- _Document_

——

L’être aimé est recherché en lui-même ; il n’est pas un simple moyen en vue d’une fin que le sujet se donne.

Toutefois, en aimant, le moi se laisse également pousser par des désirs et des besoins instinctifs dont la satisfaction s’avère vitale pour lui. Derrière l’image d’une relation amoureuse éthérée se cacheraient ainsi les intérêts d’un moi qui ne se montre jamais plus narcissique que dans cette relation qui le porte vers autrui.

Fautil alors que l’homme fasse un effort sur lui-même pour aimer sans pour autant être foncièrement égoïste ? I- l‘amour n’est pas toujours cet élan généreux et désintéressé vers autrui.

Au moins, sous certaines de ses formes, il est mû par l’égoïsme instinctif du moi qui cherche avant tout son intérêt, son plaisir.

Dans ce sens, on peut dire que tout amour est sous-tendu par l’amour que chacun porte pour lui-même, par l’attachement narcissique à soi.

L’autre, l’être aimé, ne serait dans ce sens que le moyen dont nous nous servons pour parvenir à la pleine satisfaction de soi.

Un tel scepticisme qui entoure la relation amoureuse est exprimé non seulement par des penseurs religieux qui dénoncent l’attachement de l’homme à ce qui est censé flatter son égo, mais aussi par des moralistes et des penseurs qui entendent démystifier le sentiment amoureux en y décelant le seul attachement que chacun porte à soi. On peut ainsi rappeler comment un philosophe chrétien comme Saint Thomas d’Aquin distingue entre ce qu’il appelle « amour d’amitié et amour de convoitise » il précise dans Somme théologique qu’ « un ami, au sens propre, est celui à qui nous voulons du bien ; et l’on parle de convoitise à l’égard de ce que nous voulons pour nous » cet amour de convoitise ou concupiscence est un amour égoïste qui cherche d’abord son bien à soi.

L’amour ici n’est que l’autre nom de la pulsion qui pousse à chercher la satisfaction de l’instinct. Derrière l’amour que l’on peut avoir pour un autre se profile l’amour de soi, l’amour narcissique pour soi même.

Freud note dans ce sens que le sentiment amoureux qui se projette sur l’autre semble d’abord déposséder le moi de luimême et que cette dépossession se manifeste surtout dans l’idéalisation de l’être aimé.

Souvent en effet, l’amant confère à ce dernier toutes les qualités rêvées, il construit de lui une représentation parfaite de telle sorte qu’on pourrait dire que l’aimé constitue le tout alors que l’amant se réduit en face de lui à presque rien. Freud va jusqu’à dire que « l’objet absorbe, dévore pour ainsi dire le moi » Cependant, cet abandon du moi n’a rien d’une attitude altruiste.

En réalité, c’est toujours soi même qu’on aime dans l’amour.

Si l’idéalisation de l’objet aimé est poussée si loin, c’est pour des motifs contraires aux apparences, pense Freud.

——

Éléments de données
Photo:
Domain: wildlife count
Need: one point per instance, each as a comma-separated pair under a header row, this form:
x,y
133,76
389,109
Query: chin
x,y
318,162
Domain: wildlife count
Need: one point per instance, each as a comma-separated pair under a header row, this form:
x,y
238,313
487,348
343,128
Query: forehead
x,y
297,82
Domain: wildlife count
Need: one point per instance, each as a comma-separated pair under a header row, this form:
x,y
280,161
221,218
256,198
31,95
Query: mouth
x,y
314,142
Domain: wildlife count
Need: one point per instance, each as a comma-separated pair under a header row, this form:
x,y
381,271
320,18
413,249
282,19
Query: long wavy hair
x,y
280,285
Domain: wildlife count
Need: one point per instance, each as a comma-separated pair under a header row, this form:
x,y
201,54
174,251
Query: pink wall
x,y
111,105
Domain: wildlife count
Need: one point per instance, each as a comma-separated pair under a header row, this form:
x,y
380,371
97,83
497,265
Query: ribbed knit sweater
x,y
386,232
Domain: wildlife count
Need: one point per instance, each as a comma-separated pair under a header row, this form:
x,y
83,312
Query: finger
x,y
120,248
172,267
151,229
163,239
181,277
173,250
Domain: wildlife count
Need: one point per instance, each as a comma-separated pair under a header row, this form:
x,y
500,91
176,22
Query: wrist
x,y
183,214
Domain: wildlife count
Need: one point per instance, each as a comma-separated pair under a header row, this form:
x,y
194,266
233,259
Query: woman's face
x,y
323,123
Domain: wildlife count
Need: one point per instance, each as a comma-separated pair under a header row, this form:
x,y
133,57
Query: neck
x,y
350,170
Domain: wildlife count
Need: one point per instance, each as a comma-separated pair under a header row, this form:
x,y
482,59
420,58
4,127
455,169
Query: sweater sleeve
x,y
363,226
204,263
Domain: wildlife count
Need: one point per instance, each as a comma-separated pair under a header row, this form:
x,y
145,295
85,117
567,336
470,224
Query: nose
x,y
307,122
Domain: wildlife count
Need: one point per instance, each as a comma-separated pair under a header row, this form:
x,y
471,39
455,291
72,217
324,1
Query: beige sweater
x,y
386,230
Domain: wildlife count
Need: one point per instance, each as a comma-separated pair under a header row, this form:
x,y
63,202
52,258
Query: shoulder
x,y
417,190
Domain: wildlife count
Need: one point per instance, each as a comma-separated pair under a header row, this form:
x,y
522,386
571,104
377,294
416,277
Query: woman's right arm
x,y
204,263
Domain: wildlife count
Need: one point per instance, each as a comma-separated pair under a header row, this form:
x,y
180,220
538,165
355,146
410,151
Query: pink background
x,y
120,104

——

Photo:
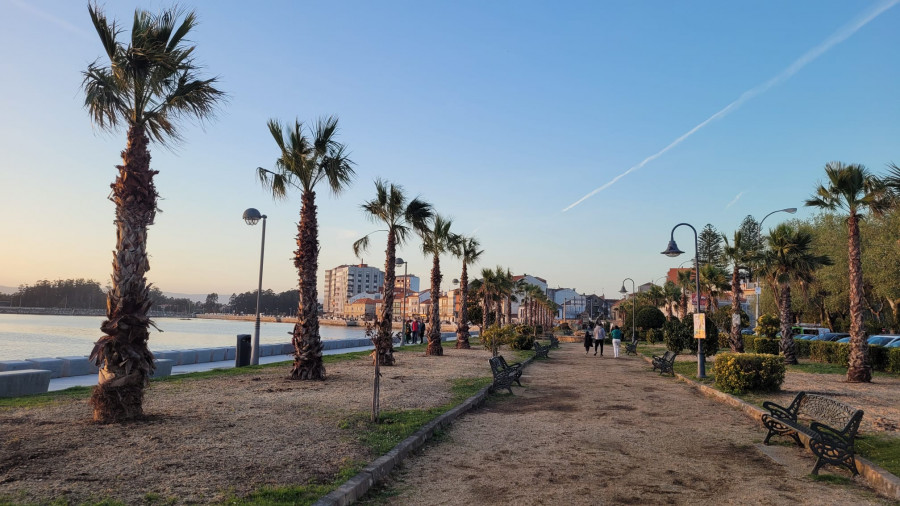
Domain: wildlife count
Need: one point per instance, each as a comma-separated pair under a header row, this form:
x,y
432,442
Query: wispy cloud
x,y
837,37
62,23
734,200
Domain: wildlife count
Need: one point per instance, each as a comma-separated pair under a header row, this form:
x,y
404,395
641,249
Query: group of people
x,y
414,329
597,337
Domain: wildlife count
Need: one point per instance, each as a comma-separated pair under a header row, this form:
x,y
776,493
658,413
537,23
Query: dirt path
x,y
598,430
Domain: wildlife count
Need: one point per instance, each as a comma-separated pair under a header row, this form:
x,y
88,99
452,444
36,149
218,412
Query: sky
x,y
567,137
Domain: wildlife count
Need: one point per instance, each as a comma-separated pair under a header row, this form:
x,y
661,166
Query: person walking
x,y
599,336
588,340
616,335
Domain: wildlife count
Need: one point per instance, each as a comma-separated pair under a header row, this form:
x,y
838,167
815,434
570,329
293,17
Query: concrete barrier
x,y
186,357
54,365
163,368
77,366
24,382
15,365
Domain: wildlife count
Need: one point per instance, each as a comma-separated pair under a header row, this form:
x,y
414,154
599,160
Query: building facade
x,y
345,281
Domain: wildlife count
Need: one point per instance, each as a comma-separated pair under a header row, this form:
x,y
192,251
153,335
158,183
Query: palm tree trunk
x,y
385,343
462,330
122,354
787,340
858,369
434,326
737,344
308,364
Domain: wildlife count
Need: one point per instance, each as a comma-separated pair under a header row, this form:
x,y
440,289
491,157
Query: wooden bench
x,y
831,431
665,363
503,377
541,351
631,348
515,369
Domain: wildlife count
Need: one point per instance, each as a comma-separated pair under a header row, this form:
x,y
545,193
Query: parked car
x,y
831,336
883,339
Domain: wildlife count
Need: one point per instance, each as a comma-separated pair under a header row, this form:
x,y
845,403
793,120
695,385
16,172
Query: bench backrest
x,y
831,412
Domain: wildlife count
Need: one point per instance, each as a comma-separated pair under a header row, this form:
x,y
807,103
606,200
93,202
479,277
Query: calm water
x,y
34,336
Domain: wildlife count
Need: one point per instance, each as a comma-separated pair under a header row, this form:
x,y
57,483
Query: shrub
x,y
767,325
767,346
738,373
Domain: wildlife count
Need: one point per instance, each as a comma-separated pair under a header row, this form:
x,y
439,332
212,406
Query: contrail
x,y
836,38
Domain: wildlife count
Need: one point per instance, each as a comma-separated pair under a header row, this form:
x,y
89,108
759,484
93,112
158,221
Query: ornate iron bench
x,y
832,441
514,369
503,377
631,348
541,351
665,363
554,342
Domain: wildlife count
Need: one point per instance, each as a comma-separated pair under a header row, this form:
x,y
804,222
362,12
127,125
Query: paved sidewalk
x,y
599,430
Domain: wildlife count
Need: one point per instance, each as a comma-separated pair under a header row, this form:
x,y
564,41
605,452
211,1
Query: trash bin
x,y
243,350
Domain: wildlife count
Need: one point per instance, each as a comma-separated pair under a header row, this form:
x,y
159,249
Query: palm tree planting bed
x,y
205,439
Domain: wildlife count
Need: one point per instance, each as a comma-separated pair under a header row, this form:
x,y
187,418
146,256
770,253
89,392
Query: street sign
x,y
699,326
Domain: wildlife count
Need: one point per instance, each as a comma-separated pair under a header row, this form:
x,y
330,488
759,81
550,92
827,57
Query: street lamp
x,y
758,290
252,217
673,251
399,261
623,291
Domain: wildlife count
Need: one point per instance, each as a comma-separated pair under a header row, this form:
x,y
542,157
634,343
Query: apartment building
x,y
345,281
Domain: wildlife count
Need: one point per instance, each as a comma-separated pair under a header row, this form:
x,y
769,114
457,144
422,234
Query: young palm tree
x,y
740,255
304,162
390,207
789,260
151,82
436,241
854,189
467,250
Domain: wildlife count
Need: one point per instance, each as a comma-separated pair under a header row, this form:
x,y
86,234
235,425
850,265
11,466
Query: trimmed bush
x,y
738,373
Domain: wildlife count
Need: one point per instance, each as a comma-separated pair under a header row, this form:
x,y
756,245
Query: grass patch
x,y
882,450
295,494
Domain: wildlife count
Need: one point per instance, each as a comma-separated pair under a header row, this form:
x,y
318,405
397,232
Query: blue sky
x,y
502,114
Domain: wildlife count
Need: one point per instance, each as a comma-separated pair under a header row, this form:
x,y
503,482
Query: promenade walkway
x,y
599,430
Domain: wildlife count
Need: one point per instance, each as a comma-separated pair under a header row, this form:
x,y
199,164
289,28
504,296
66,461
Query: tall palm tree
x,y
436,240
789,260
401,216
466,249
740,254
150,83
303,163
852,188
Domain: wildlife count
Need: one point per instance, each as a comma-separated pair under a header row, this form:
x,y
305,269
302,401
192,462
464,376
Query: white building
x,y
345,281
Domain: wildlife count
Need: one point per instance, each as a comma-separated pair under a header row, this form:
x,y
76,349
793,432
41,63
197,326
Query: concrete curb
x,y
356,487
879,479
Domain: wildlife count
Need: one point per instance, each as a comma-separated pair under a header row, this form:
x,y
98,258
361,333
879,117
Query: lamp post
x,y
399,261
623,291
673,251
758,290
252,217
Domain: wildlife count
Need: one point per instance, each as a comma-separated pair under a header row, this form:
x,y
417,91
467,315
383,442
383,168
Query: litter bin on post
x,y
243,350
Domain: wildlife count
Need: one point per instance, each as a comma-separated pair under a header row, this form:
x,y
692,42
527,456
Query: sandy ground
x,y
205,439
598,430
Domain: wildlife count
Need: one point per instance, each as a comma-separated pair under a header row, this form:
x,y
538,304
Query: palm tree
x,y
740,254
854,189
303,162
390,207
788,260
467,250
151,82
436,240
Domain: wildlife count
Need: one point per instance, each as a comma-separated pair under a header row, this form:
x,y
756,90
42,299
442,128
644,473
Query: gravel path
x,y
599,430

——

- _Objectif 1_
Traduisez en anglais cette phrase du document sur l’amour : « L’autre, l’être aimé, ne serait dans ce sens que le moyen dont nous nous servons pour parvenir à la pleine satisfaction de soi. »
- _Objectif 2_
Relevez chaque ligne des entrées où figure la chaîne « street ».
Le document et les entrées proviennent de sources distinctes.

- _Corrigé 1_
The other, the beloved, would in this sense be nothing but the means we use to attain complete satisfaction of the self.

- _Corrigé 2_
Query: street sign
Query: street lamp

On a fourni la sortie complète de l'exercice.